═════ Data extract ═════
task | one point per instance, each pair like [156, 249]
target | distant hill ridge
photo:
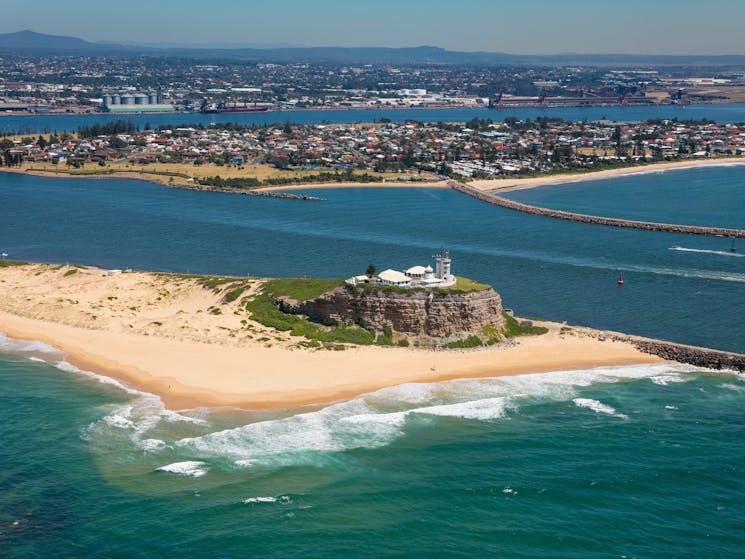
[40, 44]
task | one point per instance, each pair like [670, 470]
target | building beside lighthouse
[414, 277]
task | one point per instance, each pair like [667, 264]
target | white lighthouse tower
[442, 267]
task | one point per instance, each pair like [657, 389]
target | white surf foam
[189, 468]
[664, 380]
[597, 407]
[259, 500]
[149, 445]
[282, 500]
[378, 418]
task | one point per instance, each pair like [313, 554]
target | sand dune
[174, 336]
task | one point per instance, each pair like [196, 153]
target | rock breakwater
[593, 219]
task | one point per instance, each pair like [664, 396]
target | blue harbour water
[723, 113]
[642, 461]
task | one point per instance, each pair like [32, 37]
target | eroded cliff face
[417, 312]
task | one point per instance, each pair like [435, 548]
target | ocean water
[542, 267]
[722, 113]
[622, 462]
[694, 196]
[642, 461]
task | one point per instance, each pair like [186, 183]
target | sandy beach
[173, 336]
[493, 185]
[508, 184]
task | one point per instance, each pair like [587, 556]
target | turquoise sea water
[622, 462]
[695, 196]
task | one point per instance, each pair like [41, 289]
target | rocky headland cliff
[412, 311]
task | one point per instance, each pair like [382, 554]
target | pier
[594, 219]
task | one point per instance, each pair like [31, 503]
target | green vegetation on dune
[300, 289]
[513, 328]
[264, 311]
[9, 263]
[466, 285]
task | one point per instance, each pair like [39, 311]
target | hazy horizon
═════
* What you need to do *
Reproduce the records word for word, beginning at the line that contains "task | one point per instance, each pair like [313, 554]" and continuing through the last line of the records.

* Full solution *
task | one point per instance, each pair like [313, 554]
target | sand dune
[174, 336]
task | one point per instance, each pair like [196, 153]
target | rock breakwater
[593, 219]
task | one point per instance, each pair like [664, 396]
target | blue harbour water
[723, 113]
[642, 461]
task | one point per instance, each pair like [32, 37]
target | eroded cliff face
[417, 312]
task | one point per instance, each pair like [435, 548]
target | ocean water
[542, 267]
[722, 113]
[622, 462]
[694, 196]
[642, 461]
task | one point per instance, each pair like [186, 183]
target | sandy beach
[173, 336]
[493, 185]
[508, 184]
task | one point per instance, each pair like [587, 556]
target | turquoise sea water
[622, 462]
[695, 196]
task | one point per instance, each pair like [41, 289]
target | rocky headland cliff
[412, 311]
task | one point per instance, each pair like [382, 554]
target | pier
[594, 219]
task | one point per instance, each pair like [31, 503]
target | green vegetation on dune
[300, 289]
[513, 328]
[264, 311]
[9, 263]
[466, 285]
task | one point per instance, each pair like [39, 311]
target | hazy horizon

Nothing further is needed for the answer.